#### [Problem details]
Gather every line of the data below that contains the string "concrete", treating uppercase and lowercase letters as different.

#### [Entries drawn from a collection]
# # #

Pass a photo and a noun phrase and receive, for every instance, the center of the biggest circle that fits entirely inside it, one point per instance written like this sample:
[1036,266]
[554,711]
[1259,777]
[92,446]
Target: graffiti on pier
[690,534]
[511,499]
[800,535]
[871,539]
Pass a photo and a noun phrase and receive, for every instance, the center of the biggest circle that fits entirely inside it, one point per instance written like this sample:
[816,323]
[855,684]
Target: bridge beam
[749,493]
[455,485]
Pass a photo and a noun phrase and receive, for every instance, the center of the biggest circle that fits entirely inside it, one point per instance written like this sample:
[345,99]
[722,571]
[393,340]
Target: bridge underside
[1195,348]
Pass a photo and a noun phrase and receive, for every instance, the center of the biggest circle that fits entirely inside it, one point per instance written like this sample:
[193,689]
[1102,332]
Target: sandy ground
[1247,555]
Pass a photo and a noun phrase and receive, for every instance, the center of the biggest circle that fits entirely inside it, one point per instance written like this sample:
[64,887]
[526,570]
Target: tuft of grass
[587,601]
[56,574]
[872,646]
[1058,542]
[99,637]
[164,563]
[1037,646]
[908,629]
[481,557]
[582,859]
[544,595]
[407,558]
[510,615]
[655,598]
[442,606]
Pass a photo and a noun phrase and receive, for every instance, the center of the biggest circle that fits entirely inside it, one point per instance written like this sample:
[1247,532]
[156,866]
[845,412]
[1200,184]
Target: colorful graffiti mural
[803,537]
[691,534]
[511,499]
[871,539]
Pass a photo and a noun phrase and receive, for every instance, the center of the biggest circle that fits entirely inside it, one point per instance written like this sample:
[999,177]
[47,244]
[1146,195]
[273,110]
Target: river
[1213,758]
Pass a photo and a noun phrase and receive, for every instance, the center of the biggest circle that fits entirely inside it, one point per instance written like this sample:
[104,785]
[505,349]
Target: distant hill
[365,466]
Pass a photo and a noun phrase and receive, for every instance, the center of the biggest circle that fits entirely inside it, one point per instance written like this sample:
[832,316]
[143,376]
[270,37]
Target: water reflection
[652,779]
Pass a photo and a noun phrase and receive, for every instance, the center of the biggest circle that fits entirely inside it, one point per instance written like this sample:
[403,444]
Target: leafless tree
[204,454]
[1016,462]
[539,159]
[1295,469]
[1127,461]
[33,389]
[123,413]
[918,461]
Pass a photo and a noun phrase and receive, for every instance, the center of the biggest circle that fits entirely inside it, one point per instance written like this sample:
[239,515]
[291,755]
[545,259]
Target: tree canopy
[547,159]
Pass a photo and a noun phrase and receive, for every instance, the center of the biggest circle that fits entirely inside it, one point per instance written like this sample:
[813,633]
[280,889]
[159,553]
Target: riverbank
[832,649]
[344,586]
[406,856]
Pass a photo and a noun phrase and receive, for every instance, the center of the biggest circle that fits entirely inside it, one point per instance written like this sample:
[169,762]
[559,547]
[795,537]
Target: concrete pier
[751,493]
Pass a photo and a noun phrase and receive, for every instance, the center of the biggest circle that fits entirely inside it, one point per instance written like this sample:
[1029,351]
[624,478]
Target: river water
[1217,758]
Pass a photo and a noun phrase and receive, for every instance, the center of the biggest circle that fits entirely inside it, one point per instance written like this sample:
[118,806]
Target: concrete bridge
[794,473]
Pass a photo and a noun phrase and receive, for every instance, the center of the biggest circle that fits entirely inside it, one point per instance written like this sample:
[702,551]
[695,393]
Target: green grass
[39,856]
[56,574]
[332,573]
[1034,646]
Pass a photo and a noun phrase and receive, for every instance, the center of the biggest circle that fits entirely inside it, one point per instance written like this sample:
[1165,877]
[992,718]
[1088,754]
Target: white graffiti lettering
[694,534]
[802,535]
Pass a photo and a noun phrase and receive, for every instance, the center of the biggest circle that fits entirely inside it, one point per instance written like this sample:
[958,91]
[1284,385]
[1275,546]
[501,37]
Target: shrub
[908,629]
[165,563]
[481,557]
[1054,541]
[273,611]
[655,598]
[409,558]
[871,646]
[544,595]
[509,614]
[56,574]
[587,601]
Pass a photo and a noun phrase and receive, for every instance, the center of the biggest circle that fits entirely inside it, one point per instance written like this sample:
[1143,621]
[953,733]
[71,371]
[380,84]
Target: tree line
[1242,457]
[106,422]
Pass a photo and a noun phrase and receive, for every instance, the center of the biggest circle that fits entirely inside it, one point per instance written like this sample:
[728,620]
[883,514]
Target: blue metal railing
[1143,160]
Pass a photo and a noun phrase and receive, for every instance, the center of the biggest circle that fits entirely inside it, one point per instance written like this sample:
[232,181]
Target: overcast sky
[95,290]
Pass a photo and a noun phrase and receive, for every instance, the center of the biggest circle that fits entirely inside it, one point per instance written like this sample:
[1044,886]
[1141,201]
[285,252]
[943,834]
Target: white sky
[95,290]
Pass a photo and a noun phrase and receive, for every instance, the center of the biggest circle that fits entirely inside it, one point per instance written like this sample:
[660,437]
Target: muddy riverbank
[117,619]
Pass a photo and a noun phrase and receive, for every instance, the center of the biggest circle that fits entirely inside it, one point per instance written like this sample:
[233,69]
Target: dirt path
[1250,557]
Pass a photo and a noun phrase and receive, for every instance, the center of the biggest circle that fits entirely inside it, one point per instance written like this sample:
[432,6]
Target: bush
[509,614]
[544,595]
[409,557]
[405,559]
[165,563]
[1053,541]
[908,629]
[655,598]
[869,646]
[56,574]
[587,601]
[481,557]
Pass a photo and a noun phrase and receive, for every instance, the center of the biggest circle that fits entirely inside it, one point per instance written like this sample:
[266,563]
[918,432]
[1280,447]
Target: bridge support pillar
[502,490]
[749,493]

# # #

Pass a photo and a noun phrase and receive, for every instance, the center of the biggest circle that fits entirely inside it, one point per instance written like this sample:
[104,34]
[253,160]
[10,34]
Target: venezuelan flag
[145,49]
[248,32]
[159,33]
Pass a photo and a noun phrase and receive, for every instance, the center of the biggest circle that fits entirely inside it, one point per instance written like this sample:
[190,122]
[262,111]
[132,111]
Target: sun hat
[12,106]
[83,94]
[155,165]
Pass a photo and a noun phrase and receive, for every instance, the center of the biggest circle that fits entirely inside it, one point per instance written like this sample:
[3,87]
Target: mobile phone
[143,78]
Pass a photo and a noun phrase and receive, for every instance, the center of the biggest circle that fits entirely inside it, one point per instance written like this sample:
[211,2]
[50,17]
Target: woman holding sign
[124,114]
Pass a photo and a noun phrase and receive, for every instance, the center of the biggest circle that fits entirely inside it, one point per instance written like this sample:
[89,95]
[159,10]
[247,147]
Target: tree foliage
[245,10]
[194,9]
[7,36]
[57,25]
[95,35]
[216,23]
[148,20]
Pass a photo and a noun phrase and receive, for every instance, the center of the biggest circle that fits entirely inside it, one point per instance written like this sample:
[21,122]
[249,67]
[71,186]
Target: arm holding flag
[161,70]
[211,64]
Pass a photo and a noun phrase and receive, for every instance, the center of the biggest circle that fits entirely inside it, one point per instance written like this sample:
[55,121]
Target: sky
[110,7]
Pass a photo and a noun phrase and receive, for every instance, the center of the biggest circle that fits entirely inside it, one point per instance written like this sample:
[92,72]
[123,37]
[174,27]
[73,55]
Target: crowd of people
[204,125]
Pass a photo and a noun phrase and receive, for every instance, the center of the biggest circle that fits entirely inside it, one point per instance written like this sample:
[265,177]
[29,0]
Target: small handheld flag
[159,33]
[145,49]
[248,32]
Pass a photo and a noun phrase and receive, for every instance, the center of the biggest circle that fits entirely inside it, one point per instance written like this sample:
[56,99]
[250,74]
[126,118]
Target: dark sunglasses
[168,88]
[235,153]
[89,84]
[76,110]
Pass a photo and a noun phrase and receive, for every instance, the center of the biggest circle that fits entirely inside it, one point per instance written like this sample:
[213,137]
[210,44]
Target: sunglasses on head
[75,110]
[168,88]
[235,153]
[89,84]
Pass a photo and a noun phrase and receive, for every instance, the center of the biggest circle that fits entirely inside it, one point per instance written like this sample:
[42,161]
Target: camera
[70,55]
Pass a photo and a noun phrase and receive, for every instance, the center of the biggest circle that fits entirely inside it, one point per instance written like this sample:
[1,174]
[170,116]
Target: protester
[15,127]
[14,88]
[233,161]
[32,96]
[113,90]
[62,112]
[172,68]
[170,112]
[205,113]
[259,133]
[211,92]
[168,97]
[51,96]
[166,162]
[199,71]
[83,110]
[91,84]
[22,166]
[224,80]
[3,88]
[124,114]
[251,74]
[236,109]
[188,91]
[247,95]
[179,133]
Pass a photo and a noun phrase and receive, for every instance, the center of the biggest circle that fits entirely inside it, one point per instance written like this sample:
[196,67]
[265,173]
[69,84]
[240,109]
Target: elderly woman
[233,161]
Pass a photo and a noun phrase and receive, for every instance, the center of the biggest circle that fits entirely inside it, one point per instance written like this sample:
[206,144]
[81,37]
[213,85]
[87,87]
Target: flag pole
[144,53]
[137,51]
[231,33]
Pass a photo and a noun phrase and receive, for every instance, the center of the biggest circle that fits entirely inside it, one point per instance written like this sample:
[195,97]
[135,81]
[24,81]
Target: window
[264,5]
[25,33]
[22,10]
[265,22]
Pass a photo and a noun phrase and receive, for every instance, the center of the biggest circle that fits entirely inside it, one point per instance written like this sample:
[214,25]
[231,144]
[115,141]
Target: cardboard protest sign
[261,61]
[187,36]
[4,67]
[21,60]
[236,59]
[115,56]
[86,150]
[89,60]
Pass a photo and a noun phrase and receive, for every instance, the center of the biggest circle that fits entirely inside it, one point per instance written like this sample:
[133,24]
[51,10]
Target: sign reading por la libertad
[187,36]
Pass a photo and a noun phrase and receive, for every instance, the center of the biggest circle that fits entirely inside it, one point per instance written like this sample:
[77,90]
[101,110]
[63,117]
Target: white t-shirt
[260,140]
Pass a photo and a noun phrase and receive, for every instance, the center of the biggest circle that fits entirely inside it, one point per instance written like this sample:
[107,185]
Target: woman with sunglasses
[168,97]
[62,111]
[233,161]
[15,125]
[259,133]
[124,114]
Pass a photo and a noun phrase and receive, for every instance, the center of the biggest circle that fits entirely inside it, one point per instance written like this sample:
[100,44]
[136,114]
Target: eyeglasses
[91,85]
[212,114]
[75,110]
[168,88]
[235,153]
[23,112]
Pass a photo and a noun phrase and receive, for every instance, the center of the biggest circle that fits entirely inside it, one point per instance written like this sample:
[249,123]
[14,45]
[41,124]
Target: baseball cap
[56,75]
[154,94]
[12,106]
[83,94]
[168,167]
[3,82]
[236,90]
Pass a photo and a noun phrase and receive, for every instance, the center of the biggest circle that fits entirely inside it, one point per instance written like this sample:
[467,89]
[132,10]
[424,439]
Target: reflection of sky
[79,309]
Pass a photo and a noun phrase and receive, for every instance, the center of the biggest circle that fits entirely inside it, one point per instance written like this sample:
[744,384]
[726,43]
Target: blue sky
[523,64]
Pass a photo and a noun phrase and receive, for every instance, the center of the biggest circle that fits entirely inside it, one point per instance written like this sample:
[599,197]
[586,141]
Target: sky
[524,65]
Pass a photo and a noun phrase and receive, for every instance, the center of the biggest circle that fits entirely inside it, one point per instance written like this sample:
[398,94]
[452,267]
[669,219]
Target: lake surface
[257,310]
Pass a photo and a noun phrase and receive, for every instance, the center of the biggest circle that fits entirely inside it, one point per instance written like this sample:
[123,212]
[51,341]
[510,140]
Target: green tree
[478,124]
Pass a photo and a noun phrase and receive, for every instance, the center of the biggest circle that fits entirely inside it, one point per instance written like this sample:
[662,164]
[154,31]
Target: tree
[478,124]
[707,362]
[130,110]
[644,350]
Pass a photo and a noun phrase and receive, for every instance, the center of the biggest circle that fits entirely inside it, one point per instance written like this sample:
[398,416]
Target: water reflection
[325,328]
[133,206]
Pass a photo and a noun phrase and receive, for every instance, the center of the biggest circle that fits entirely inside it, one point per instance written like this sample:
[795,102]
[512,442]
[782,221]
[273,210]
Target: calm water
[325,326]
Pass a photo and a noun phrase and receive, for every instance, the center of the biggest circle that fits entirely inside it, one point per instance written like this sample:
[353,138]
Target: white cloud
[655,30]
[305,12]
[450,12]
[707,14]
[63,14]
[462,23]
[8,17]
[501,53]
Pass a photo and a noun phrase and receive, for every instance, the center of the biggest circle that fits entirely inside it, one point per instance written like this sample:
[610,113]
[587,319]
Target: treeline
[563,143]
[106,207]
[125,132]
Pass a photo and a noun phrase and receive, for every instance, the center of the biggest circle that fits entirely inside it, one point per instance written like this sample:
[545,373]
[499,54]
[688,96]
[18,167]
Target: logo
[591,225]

# # #

#### [Result]
Target: concrete pier
Target: concrete bridge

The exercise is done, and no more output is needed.